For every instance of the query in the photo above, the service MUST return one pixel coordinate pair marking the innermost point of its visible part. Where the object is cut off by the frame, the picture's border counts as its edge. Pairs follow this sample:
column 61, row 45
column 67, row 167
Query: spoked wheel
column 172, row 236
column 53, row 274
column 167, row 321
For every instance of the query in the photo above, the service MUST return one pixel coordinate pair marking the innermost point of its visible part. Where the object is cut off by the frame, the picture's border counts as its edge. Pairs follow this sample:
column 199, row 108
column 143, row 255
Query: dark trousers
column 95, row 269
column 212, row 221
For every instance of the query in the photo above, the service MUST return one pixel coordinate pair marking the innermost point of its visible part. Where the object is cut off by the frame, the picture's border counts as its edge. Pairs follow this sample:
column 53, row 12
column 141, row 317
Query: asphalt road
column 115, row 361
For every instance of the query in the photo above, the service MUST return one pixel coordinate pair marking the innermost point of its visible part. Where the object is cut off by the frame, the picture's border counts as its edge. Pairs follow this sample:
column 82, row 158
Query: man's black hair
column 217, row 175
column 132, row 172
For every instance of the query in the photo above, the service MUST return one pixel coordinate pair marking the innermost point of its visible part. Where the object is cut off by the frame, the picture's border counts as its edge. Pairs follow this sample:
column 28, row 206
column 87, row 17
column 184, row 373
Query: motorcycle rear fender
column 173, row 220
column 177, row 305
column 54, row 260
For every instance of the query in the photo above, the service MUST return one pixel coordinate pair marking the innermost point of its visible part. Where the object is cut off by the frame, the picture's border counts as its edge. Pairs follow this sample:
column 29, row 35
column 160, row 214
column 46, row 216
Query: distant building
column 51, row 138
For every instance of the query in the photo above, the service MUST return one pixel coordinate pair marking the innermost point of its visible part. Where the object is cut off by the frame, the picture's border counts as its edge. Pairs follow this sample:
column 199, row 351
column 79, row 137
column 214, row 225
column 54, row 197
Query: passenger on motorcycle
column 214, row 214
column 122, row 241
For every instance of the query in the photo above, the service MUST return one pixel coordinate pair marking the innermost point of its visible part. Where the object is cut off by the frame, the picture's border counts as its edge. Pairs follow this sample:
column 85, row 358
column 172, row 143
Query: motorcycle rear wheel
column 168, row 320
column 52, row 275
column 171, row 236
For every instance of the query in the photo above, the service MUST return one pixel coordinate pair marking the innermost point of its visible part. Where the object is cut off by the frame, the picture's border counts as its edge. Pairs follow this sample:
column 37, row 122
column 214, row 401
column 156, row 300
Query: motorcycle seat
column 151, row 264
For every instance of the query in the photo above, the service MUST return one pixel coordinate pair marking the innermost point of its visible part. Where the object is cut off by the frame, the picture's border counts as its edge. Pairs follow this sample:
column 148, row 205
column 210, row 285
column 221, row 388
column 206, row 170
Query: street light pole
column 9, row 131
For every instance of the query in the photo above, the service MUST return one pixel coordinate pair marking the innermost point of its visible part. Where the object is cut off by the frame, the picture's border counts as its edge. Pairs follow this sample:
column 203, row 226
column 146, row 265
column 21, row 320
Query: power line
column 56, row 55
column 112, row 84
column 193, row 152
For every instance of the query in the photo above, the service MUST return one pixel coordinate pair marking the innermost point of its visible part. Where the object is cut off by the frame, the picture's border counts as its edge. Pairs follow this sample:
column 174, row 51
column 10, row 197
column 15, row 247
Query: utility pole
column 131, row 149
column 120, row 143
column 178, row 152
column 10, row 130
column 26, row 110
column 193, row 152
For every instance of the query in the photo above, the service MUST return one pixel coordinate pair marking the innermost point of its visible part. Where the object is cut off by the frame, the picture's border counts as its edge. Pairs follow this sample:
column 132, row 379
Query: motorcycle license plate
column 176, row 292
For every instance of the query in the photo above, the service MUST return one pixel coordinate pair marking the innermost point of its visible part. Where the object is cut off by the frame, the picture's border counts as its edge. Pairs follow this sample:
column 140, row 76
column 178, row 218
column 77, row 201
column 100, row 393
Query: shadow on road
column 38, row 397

|---|

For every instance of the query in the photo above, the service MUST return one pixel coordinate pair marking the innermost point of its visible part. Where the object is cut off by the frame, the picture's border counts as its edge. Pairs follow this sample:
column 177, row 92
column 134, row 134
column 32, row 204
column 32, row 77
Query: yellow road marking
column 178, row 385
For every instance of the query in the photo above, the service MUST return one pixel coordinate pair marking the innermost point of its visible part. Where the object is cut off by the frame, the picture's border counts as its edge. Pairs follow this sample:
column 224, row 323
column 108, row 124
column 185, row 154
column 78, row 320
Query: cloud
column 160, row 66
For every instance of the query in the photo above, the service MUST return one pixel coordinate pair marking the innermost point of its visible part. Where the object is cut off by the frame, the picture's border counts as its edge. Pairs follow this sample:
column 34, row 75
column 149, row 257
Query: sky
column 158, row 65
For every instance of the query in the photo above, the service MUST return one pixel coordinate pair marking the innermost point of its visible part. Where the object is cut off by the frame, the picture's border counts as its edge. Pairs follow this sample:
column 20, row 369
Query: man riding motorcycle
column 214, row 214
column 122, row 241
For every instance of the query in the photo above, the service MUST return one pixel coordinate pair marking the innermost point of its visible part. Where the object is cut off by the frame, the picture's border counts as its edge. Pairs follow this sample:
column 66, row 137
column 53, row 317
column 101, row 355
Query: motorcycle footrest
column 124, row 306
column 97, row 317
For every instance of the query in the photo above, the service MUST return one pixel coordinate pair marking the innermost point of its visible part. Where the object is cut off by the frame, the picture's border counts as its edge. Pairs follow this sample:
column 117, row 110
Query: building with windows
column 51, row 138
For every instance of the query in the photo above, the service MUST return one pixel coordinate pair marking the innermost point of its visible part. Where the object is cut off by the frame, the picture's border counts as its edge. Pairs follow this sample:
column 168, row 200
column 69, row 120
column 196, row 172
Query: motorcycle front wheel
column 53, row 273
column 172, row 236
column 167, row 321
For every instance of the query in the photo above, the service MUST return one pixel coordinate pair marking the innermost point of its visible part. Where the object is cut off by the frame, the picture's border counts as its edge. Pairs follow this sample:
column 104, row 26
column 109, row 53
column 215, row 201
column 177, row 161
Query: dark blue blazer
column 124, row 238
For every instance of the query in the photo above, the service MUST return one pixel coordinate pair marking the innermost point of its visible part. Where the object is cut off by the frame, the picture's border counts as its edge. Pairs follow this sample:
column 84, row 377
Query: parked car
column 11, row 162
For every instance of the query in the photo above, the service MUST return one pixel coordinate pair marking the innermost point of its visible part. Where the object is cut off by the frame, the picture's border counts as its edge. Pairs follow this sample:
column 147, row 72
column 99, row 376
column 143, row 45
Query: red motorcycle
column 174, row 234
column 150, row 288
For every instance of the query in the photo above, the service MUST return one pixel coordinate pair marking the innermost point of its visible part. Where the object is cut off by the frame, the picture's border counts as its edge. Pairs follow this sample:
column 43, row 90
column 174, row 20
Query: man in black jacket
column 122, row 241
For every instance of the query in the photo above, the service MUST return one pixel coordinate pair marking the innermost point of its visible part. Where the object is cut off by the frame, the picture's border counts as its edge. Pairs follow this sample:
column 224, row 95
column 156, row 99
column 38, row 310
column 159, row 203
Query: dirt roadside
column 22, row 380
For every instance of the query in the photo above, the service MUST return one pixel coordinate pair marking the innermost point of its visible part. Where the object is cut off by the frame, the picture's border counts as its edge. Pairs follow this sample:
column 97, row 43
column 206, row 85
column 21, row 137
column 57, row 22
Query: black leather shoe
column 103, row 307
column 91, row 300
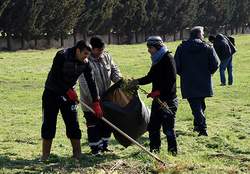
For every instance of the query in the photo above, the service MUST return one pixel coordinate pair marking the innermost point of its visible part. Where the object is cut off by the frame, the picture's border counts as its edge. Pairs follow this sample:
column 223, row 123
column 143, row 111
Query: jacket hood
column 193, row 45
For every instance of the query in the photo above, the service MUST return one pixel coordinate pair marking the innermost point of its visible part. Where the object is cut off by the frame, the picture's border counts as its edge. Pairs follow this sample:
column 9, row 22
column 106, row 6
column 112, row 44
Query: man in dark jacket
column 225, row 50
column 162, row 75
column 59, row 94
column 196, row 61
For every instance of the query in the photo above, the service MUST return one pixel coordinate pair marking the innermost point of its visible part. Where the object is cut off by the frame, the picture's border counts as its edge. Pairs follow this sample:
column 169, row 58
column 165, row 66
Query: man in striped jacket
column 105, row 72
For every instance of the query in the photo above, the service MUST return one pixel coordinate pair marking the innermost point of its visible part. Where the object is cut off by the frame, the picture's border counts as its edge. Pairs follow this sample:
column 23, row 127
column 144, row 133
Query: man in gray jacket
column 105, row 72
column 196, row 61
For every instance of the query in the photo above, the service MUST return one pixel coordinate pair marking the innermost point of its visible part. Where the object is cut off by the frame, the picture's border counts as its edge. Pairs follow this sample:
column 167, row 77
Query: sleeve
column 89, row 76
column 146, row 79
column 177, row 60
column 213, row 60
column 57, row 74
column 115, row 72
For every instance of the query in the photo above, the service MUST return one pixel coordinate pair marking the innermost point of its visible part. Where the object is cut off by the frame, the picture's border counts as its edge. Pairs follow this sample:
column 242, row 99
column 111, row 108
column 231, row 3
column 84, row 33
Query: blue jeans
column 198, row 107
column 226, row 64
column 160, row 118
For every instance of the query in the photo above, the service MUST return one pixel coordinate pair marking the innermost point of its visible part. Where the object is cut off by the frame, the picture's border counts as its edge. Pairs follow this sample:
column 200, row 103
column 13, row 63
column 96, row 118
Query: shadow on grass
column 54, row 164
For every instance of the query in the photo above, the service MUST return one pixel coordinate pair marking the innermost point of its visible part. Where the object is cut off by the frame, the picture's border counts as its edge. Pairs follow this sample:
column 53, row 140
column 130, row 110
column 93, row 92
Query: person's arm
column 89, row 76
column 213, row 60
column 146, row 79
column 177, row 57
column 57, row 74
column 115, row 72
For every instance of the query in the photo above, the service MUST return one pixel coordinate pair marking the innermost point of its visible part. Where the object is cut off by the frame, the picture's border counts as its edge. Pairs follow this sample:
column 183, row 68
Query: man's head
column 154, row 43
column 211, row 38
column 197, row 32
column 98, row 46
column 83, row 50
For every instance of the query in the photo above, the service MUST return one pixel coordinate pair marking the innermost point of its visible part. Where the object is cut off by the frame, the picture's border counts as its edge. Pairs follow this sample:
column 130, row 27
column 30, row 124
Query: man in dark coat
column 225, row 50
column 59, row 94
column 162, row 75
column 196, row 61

|---|

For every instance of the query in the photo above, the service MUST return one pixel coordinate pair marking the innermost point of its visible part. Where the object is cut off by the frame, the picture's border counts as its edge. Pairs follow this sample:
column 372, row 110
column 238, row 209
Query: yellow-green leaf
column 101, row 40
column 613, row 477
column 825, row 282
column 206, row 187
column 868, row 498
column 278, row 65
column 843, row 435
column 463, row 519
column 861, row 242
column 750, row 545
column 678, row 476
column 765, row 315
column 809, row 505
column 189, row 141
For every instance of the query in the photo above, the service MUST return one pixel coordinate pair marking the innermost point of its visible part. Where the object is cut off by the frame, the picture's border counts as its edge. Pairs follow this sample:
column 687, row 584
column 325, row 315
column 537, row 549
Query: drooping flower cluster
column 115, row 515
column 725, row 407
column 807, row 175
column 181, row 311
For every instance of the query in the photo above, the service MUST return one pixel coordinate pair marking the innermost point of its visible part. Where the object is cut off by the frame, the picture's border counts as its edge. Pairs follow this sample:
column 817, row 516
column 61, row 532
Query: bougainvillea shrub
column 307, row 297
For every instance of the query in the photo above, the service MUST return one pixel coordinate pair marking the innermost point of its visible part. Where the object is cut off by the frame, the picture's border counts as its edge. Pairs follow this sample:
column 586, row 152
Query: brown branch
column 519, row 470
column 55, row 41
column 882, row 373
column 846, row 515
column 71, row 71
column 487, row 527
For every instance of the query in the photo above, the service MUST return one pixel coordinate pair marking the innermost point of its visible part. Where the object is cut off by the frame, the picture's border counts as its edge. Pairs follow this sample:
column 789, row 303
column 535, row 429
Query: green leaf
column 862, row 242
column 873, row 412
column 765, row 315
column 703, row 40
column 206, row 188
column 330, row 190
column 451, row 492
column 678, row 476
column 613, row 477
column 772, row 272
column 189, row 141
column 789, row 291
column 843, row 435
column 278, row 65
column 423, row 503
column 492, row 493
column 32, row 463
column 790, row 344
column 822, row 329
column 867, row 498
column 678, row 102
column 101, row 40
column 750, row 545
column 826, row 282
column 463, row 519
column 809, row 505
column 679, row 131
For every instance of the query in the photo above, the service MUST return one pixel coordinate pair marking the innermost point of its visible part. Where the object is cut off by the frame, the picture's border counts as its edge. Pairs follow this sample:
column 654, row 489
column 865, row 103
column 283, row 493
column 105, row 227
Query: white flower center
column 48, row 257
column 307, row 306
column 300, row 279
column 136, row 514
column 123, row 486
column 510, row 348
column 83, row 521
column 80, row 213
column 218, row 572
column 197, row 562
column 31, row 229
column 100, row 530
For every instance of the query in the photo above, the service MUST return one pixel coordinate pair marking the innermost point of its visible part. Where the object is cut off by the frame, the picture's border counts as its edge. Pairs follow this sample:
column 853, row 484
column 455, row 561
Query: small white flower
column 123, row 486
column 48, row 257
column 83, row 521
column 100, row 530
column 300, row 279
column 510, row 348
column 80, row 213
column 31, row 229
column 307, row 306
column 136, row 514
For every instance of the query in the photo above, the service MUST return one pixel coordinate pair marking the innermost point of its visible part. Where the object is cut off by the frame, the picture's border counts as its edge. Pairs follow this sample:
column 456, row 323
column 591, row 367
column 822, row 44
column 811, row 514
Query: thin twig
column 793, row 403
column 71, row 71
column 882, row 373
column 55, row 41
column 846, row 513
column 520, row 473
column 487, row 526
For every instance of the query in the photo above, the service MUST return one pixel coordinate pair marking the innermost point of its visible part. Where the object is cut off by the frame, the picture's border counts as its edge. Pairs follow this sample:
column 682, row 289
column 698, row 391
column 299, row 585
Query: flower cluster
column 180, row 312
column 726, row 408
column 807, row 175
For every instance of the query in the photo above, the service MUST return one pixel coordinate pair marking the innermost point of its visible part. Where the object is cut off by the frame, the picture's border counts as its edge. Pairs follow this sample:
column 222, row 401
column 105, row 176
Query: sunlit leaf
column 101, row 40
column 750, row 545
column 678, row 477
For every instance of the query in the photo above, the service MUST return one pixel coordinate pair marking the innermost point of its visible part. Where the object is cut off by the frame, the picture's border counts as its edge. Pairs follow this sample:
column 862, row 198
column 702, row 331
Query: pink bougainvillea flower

|---|

● Task objective: Given the records above, reproduce precisely and only the lines between the line holding "column 242, row 99" and the line holding "column 130, row 110", inclusive.

● Your response:
column 242, row 99
column 111, row 108
column 231, row 3
column 84, row 33
Query: blue jeans
column 198, row 107
column 226, row 64
column 160, row 118
For every instance of the query in the photo above, the service MUST return one pixel coordinate pair marking the innermost point of its visible part. Where the object is cut off by the frame, the picture's border counts as its edge. Pairs follow this sample:
column 200, row 103
column 13, row 63
column 96, row 118
Query: shadow on grass
column 54, row 164
For every instance of the query in the photo above, the service MUST return one pixel coordinate pair marking the innermost point of its visible part. Where the object is cut off by the frame, the picture's border counts as its edge. Pairs follow this sample:
column 53, row 140
column 130, row 110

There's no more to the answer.